• [Consignes]:
1 - Dans le texte sur l'huile iodée, jusqu'à quel âge la protection de la fonction thyroïdienne s'étend-elle chez l'enfant ?
2 - Poursuivez le texte sur l'huile iodée et la fonction thyroïdienne à partir de sa dernière phrase.

• [Texte présenté]:
┄┄┄┄┄┄┄┄┄┄┄┄┄┄┄┄┄┄┄┄

    L’administration intra-musculaire d’huile iodée prévient les altérations de la fonction thyroïdienne chez la mère (Thilly 1978), et cette protection s’étend chez l’enfant jusqu’à 24 mois, c’est-à-dire jusqu’à ce que l’allaitement maternel reste le principal apport nutritionnel. Au-delà de 24 mois, des altérations de la fonction thyroïdienne apparaissent chez certains de ces enfants (Elévation de la TSH et abaissement de la T4), et au-delà de 4 ans, la fréquence des altérations de la fonction thyroïdienne est aussi fréquente chez les enfants de mères traitées que chez les enfants de mères non traitées.
┄┄┄┄┄┄┄┄┄┄┄┄┄┄┄┄┄┄┄┄
• [Lignes fournies]:
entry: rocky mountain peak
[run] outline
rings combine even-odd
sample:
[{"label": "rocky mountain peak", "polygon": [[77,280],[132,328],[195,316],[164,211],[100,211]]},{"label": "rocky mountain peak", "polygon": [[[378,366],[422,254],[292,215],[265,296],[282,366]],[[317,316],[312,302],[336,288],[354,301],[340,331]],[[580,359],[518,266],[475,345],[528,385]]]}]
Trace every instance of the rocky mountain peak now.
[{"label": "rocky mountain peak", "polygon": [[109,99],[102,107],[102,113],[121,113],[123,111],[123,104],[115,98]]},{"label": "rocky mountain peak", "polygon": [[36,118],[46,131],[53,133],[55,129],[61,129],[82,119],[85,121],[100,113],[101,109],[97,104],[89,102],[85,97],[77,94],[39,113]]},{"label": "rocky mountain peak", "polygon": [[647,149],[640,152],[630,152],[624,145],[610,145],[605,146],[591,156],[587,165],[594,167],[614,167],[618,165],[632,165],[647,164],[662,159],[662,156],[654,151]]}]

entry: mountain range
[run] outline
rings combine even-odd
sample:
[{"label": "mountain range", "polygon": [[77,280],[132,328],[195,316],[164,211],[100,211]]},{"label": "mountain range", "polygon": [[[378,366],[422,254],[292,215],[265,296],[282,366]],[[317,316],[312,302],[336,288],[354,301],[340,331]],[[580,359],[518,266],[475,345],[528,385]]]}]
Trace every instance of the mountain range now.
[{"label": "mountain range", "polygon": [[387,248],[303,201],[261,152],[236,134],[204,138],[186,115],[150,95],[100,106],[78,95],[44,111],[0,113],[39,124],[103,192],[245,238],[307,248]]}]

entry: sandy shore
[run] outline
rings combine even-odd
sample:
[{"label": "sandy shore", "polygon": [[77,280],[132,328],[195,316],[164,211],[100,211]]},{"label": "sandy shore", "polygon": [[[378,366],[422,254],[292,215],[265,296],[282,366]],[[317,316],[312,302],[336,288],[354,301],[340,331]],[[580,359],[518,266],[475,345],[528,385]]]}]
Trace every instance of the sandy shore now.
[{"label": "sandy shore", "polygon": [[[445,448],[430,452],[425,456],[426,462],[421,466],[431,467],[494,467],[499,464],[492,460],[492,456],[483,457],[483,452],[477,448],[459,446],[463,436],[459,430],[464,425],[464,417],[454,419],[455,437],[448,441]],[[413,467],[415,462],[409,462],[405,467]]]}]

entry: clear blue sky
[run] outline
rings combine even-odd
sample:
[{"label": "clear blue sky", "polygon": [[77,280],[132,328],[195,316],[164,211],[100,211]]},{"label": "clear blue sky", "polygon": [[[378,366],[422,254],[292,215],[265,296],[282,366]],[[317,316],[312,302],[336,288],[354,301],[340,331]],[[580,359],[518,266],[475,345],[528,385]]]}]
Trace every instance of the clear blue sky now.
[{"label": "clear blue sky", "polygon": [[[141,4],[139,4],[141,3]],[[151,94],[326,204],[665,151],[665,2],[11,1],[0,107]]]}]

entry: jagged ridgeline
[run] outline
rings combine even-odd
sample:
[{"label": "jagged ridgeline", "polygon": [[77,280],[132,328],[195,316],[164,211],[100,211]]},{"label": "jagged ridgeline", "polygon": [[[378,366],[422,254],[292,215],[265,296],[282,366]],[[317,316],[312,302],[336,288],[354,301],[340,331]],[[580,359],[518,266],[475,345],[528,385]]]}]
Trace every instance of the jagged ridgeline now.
┄┄┄┄┄┄┄┄┄┄┄┄┄┄┄┄┄┄┄┄
• [Réponses par numéro]:
1 - Jusqu'à 24 mois.

2 -
    Au vu de la fréquence fort élevée d’altérations de la fonction thyroïdienne entre 4 et 7 ans (2/3 ont une TSH anormalement élevée > 10 mU/L), seuls certains enfants présentent les stigmates d’une hypothyroïdie prolongée depuis le début de l’existence. Il apparaît qu’il y a lieu de distinguer des hypothyroïdies juvéniles de durée, de sévérité, et de timing différents. Si l’hypothyroïdie juvénile est aussi fréquente au-delà de 4 ans dans les deux groupes de l’étude, les stigmates cliniques d’hypothyroïdie persistante sont plus fréquemment observés chez les enfants nés de mères non supplémentées en iode que chez les autres. De plus, la sévérité des stigmates cliniques (degré d’arriération mentale ; importance du retard de développement statural) démontre que l’hypothyroïdie persistante s’est installée plus précocement chez ertains enfants nés de mères non supplémentées en iode que chez les autres. Dans les formes les plus sévères, l’évolution staturale et le niveau d’intelligence de ces enfants avec hypothyroïdie persistante sont compatibles avec le tableau clinique de crétinisme myxédémateux endémique décrits chez le sujet adulte par les Professeurs François Delange et Jacques Dumont.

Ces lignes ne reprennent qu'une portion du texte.